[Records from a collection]
____________

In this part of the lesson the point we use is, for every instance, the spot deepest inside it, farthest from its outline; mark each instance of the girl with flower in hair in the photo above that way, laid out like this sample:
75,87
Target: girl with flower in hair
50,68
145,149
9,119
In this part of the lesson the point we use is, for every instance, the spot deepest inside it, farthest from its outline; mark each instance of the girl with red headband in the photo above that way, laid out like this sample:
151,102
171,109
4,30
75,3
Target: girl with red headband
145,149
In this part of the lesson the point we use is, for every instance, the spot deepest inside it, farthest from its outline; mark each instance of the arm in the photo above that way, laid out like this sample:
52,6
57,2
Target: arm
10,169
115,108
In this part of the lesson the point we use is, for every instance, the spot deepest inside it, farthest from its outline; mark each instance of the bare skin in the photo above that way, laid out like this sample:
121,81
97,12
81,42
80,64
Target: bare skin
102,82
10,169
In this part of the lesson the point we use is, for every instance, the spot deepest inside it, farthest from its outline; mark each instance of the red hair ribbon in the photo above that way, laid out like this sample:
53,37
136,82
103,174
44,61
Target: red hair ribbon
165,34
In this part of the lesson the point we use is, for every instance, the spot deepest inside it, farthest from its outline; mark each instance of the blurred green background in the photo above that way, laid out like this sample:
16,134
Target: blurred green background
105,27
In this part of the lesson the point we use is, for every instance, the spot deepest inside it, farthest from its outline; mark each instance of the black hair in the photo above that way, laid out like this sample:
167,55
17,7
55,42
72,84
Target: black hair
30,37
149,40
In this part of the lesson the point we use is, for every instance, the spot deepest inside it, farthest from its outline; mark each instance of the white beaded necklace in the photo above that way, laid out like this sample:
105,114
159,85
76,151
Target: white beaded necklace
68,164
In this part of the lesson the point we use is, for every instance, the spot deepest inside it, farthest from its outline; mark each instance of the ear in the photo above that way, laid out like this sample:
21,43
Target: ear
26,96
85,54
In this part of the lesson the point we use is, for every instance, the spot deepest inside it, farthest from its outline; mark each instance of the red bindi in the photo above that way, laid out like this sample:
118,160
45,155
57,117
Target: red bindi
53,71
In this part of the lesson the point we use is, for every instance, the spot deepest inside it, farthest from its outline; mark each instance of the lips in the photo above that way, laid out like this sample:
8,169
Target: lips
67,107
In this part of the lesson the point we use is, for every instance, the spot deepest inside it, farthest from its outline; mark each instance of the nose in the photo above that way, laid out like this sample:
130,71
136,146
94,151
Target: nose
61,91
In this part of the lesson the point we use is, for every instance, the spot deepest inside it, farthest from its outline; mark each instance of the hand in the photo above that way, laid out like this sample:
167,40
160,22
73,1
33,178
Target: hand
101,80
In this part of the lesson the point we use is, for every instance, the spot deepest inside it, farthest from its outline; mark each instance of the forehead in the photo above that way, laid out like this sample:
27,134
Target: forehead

____________

Rewrite the records from the line holding "the red bindi" through the end of the records, inclusive, substituting "boundary" for every "outline" and changing nothing else. Return only those lines.

§ Right answer
In this part of the lesson the point we use is, for every instance, the spot deepest inside it, farthest from its boundary; mark each instance of the red bindi in the photo above that way, laid out like this sample:
118,160
45,155
57,117
Target: red bindi
53,71
In this part of the lesson the point we use is, for every instance, the spot deepest inside it, farthest from its boundary; mark each instance of the lips in the photo above that way, laid out like this sample:
8,169
Target: lips
67,107
In this part of the lesson the point we use is, for every instance, the spot deepest inside it, farthest from its boundary; mark each instance of the nose in the photo above that way, laid out like this sample:
130,71
136,146
94,151
Target: nose
61,91
In this part of the lesson the point we use is, for every instance, the spot deepest inside it, farthest from its boundary; mark each instance of the hand in the photo above that way, laid out like this sample:
167,40
160,22
73,1
33,178
Target: hand
101,80
In this part of the lesson the point we use is, for every instance, the spot deepest inside it, farthest from its boundary; mark each instance of the forehead in the photo above that way, laid out like this sample:
27,134
Target: forehead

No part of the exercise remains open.